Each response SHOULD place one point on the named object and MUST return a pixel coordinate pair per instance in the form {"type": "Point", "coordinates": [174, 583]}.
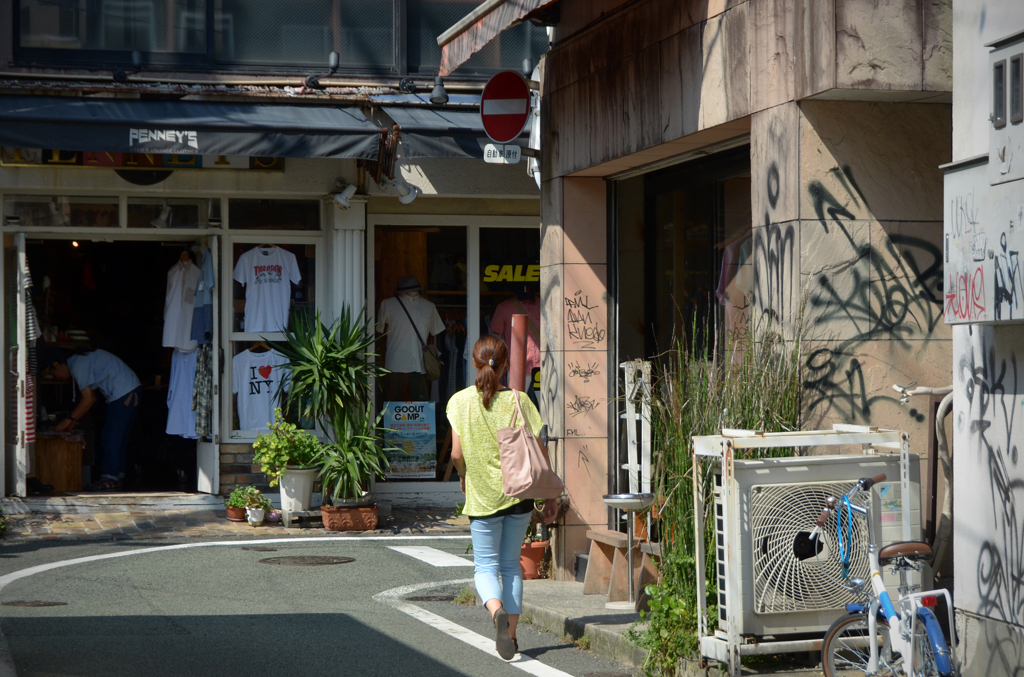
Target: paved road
{"type": "Point", "coordinates": [219, 610]}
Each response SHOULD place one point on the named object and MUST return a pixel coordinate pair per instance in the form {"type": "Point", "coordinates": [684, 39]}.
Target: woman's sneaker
{"type": "Point", "coordinates": [503, 643]}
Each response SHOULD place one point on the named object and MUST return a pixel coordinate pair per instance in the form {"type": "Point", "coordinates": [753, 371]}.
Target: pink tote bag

====

Policz wiersze powyżej, w których występuje słowo „pixel”, i podaj wyłącznie ich liczbę. Wielkość liter ma znaczenie.

*Rozwiązanie zadania*
3